_Data extracts_:
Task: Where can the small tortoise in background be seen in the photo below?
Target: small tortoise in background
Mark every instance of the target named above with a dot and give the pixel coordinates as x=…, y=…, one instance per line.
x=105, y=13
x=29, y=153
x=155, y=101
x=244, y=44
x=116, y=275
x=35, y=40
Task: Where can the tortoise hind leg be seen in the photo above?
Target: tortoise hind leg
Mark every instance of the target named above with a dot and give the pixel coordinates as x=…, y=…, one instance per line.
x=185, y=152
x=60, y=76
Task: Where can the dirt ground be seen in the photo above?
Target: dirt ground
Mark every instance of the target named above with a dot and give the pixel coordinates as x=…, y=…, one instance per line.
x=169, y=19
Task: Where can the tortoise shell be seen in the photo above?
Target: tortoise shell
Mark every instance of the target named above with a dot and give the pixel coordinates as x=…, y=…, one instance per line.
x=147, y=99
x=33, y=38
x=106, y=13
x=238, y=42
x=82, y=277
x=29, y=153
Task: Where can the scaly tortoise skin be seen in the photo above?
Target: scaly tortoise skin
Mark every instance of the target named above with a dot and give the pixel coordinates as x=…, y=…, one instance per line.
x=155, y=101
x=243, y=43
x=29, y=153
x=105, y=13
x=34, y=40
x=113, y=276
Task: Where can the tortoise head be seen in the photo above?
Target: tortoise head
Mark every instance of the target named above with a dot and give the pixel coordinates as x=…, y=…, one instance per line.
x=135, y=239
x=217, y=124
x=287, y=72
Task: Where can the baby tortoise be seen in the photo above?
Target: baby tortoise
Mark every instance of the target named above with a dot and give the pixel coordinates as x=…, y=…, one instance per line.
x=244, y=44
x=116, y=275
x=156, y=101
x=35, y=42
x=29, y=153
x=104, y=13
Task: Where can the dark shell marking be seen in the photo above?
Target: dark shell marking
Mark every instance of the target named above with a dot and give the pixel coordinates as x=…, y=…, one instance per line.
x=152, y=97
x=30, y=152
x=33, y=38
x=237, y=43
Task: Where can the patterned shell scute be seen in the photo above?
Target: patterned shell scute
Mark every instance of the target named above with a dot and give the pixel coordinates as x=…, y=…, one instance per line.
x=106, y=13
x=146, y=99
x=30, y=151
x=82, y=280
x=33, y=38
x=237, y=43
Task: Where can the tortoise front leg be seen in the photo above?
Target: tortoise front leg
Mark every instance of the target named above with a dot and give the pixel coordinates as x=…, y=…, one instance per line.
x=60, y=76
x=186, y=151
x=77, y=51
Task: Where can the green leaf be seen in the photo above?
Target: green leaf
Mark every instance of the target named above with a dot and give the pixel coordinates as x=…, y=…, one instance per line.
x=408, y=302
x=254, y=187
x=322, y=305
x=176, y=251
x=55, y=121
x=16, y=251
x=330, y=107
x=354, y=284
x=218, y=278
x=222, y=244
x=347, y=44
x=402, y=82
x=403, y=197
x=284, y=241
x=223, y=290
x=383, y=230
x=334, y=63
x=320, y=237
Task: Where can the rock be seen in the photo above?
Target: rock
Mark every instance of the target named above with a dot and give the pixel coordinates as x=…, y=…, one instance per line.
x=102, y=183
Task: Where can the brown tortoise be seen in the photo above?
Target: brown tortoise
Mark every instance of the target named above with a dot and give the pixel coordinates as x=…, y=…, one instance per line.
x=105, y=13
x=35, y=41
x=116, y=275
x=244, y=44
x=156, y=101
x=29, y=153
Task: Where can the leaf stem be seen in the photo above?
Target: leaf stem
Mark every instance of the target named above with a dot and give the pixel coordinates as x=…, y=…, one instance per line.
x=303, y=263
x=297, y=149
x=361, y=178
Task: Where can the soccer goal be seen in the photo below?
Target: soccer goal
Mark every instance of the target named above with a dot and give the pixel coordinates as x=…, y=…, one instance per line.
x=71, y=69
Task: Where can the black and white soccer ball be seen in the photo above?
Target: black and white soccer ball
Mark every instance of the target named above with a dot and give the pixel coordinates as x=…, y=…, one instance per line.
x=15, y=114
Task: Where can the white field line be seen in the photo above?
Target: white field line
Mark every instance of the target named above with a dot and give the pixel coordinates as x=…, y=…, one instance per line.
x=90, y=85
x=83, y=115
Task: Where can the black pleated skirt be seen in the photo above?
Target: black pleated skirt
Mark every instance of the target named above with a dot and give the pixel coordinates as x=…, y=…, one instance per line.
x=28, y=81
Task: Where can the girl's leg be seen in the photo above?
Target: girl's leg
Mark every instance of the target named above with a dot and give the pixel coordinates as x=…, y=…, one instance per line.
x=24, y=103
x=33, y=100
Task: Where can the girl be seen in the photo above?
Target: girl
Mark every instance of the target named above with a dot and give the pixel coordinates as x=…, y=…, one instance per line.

_Task statement_: Your answer must be a single number: how many lines of the records contain the word "black".

_Response_: 4